## Written task:
Transcribe every entry word for word, leaving out all images.

## Data shown:
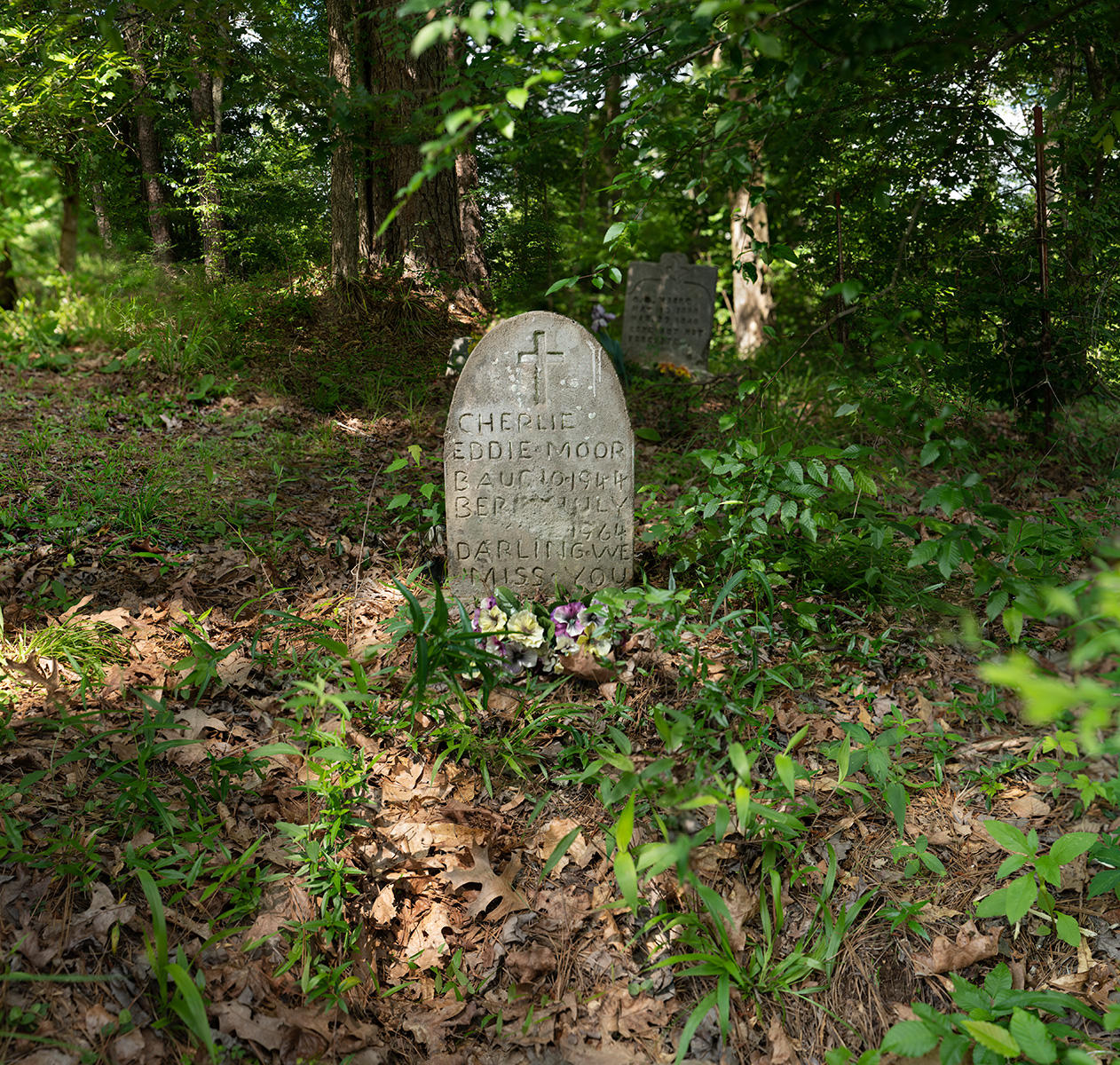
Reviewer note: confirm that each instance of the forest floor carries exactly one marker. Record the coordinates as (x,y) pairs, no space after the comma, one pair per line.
(230,828)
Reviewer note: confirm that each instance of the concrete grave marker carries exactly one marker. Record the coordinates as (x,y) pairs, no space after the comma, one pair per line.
(669,308)
(539,465)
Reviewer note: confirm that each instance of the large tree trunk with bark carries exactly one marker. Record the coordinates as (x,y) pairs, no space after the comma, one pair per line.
(470,219)
(343,203)
(752,300)
(432,234)
(206,111)
(363,146)
(104,226)
(146,140)
(67,240)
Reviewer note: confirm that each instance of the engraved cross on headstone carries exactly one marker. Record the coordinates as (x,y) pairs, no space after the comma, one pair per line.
(540,364)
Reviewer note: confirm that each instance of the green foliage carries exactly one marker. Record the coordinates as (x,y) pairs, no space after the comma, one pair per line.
(1093,607)
(992,1022)
(1038,884)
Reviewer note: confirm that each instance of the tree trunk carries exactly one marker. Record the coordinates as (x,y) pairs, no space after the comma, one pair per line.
(608,146)
(470,219)
(752,300)
(8,292)
(206,111)
(343,203)
(104,227)
(146,141)
(434,233)
(367,244)
(67,240)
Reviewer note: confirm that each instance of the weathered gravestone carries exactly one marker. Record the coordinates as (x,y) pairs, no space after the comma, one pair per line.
(539,465)
(669,308)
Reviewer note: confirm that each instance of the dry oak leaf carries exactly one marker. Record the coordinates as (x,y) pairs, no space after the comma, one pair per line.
(430,1023)
(95,922)
(492,886)
(548,838)
(530,963)
(586,667)
(426,942)
(781,1047)
(971,946)
(239,1019)
(1029,807)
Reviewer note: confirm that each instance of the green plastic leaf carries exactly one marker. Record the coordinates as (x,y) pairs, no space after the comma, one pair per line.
(616,230)
(624,826)
(923,553)
(1021,896)
(1033,1037)
(910,1038)
(992,1037)
(627,876)
(994,905)
(563,283)
(560,850)
(1008,837)
(895,794)
(1009,864)
(785,772)
(1071,846)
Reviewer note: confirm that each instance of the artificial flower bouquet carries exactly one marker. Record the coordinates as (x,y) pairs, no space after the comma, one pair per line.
(531,637)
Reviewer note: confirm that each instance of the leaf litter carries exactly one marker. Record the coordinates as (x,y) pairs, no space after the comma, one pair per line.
(465,949)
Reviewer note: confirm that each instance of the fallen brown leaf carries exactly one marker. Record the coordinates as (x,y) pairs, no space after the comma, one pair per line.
(971,946)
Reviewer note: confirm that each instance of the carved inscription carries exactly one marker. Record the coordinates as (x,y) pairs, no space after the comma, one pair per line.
(669,308)
(539,464)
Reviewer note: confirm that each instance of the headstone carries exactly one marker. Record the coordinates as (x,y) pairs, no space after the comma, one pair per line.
(539,465)
(669,308)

## Response:
Reviewer note: confirm that each instance of the forest floor carries exactly one marker. Record the coordinates as (x,y) pairs, no space after the comma, one pair per line.
(230,828)
Reviewer note: confirm that each instance of the concrete grave marker carries exactly one marker. Record the coordinates as (x,y) pairs, no space after the comma, one pair per line.
(669,308)
(539,465)
Reviewer note: confirm that each instance of the large tree trunk with bark carries exactly one marker. Record the coordinates as (x,y) pairs, no space after the comma, one pair per line.
(470,219)
(343,203)
(752,300)
(432,234)
(206,111)
(363,146)
(104,226)
(146,140)
(67,240)
Reviewer note: confirm that each instance of the engraved cross on headstone carries exactly one marker. Record the coordinates as (x,y) pairs, no space after the comma, one pair per line.
(540,364)
Reviewer note: confirm that each instance of the green foliage carries exactly one marker. Record the coordinates as (x,y) pairs, no space after the comma, one pair per line.
(1093,607)
(992,1022)
(1038,884)
Reviewer note: confirm that each instance of the tree trunk carries exactly one marker. Record the coordinates as (x,y) pairs, no space after the comma, one pair per line.
(608,146)
(470,219)
(752,300)
(8,292)
(206,111)
(343,203)
(104,227)
(146,141)
(434,233)
(367,244)
(67,240)
Reviewer note: confirm that each instance of the weathered gravestone carries exactly one marker. Record the coordinates as (x,y) pairs, no space after the comma, one pair per line.
(539,465)
(669,308)
Reviewer note: confirm that each instance of the dry oak leaf carries exactly one marker. Record the coordinates as (x,y) pairs, no space after the comma, one pair per line.
(430,1023)
(95,922)
(492,886)
(548,838)
(530,963)
(586,667)
(426,942)
(781,1047)
(971,946)
(239,1019)
(1029,807)
Reviewer note: confirm that each instance of the green plastic leaf carries exactly one marker. Record the coordinates as (x,y) pairs, no space after the comma, one pair per line.
(616,230)
(624,826)
(923,553)
(1021,896)
(1033,1037)
(910,1038)
(992,1037)
(627,876)
(994,905)
(563,283)
(560,850)
(1008,837)
(895,794)
(1009,864)
(785,772)
(1071,846)
Reviewer note: confirm that each instance of the artificial flower bouquet carries exactly one marker. Record the coordinates as (x,y) pairs, no space after the comma, one pair per line.
(531,637)
Reviewer note: confirm that each instance of the leaf litter carries exactly one marker. Record the coordinates as (x,y) pairs, no space after the comma, one pair per line.
(465,949)
Reviewer note: confirm that each instance of the fallen brown leaf carries exactly one marker. Record the coordinates as (x,y) pairs, no space after the comma, one pair per line.
(971,946)
Reviewer note: confirm that each instance of the carved inscription carries exactly one marker. Record the coordinates as (x,y) pairs, no space after the comma, one pair per line.
(669,308)
(539,464)
Reviewer note: confirm that each instance of the headstone carries exactly one marker. Record the coordinates as (x,y) pairs, no space after the comma, one pair per line.
(539,465)
(669,308)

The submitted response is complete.